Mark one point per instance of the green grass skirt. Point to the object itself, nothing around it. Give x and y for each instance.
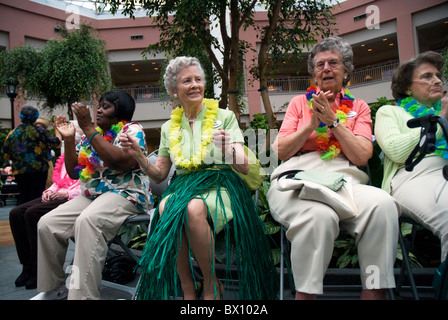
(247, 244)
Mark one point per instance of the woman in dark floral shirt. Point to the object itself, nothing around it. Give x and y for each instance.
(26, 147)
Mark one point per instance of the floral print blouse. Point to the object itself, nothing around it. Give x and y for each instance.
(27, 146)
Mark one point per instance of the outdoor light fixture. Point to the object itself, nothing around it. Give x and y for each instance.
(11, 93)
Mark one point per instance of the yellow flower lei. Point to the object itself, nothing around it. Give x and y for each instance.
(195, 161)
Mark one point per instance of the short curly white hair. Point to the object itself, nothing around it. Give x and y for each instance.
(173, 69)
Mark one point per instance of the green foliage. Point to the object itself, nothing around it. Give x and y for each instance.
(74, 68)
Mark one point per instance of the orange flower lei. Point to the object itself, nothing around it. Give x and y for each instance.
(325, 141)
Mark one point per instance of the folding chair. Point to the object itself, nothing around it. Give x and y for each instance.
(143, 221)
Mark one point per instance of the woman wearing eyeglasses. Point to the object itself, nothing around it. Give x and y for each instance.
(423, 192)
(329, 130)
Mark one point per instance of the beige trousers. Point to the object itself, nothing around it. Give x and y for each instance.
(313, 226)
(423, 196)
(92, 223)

========================================

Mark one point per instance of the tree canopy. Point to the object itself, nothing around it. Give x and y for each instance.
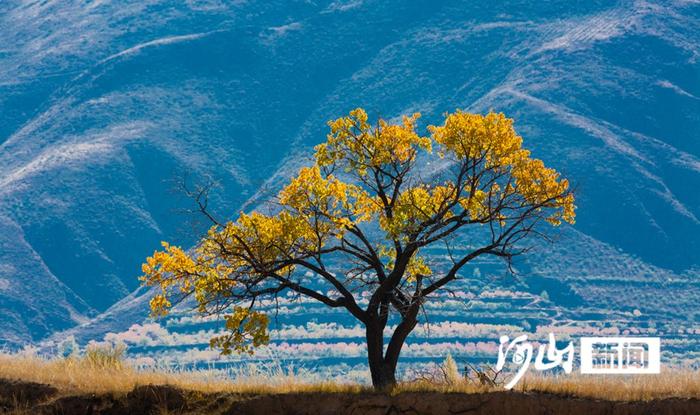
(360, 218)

========================================

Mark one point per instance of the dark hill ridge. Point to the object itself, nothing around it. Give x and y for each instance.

========================================

Extract each line of the data above that contains the string "woman". Match case exactly.

EXERCISE RESULT:
Mark one point per instance of the woman in dark floral shirt. Point to the object itself, nothing around it. Give x and y for each instance.
Mark one point per instance of the woman wearing eyeglasses. Point to the object itself, nothing around it. Give x and y for each instance.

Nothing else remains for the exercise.